PASSAGE PROVIDED =>
════
The photogenic nebula is a favorite target of amateur astronomers. Professional astronomers first took a spectrum in 1891, which indicated it was a nebula instead of a galaxy or a star cluster. They suggested that M76 might be similar to the donut-shaped Ring Nebula (M57), as seen instead from a side view.


For more than three decades the NASA/ESA Hubble Space Telescope has revolutionized modern astronomy, not only for astronomers but also by taking the public on a wondrous journey of exploration and discovery. Each year Hubble dedicates a small portion of its precious observing time to taking a special anniversary image, showcasing particularly beautiful and meaningful objects. Hubble’s 34th launch anniversary is celebrated with a snapshot of the Little Dumbbell Nebula. Credit: NASA, ESA, STScI, A. Pagan (STScI), N. Bartmann (ESA/Hubble)

Hubble Celebrates 34th Anniversary With a Look at the Little Dumbbell Nebula

In celebration of the 34th anniversary of the launch of the legendary NASA/ESA Hubble Space Telescope on 24 April, astronomers took a snapshot of the Little Dumbbell Nebula (also known as Messier 76, M76, or NGC 650/651) located 3400 light-years away in the northern circumpolar constellation Perseus. The photogenic nebula is a favorite target of amateur astronomers.

M76 is classified as a planetary nebula, an expanding shell of glowing gases that were ejected from a dying red giant star. The star eventually collapses to an ultra-dense and hot white dwarf. A planetary nebula is unrelated to planets, but has that name because astronomers in the 1700s using low-power telescopes thought this type of object resembled a planet.
════
Items listed in a dataset

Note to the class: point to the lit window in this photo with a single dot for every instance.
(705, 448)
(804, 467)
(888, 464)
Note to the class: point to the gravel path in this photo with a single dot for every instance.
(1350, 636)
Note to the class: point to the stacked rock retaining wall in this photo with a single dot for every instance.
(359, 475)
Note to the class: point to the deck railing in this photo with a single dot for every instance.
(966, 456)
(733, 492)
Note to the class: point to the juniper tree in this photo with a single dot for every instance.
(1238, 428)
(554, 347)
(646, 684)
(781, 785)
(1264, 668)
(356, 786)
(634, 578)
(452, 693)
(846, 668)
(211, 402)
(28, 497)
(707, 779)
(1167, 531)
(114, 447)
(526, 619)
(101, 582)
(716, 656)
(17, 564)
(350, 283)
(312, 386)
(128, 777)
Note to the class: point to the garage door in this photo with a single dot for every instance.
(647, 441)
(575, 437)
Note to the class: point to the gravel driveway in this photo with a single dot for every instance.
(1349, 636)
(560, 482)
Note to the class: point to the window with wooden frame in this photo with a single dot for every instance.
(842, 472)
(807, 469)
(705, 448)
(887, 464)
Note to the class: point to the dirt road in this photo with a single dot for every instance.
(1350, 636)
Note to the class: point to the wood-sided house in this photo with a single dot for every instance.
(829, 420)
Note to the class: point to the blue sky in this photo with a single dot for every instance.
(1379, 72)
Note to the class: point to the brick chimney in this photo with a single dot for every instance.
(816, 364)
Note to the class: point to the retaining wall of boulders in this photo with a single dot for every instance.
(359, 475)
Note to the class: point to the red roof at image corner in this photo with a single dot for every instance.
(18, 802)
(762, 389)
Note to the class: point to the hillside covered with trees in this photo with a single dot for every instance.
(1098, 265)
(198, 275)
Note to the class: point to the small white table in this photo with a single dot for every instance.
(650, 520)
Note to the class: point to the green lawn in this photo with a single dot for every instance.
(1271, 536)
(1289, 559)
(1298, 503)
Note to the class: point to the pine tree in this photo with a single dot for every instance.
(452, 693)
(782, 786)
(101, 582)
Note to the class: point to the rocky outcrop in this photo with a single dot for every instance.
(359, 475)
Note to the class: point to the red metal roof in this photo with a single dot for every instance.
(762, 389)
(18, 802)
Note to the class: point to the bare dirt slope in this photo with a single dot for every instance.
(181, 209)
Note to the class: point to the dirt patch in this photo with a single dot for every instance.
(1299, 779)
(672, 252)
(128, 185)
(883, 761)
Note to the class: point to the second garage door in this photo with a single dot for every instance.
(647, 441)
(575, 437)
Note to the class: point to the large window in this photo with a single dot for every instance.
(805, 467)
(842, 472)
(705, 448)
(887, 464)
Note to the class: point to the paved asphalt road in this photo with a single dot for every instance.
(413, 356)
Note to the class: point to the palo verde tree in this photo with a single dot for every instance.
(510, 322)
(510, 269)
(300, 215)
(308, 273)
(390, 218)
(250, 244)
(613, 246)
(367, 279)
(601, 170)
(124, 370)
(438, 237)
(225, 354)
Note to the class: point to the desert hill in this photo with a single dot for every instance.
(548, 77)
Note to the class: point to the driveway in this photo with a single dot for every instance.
════
From the passage on the Little Dumbbell Nebula above, extract the words verbatim, starting at "For more than" and ending at "N. Bartmann (ESA/Hubble)".

FULL RESPONSE =>
For more than three decades the NASA/ESA Hubble Space Telescope has revolutionized modern astronomy, not only for astronomers but also by taking the public on a wondrous journey of exploration and discovery. Each year Hubble dedicates a small portion of its precious observing time to taking a special anniversary image, showcasing particularly beautiful and meaningful objects. Hubble’s 34th launch anniversary is celebrated with a snapshot of the Little Dumbbell Nebula. Credit: NASA, ESA, STScI, A. Pagan (STScI), N. Bartmann (ESA/Hubble)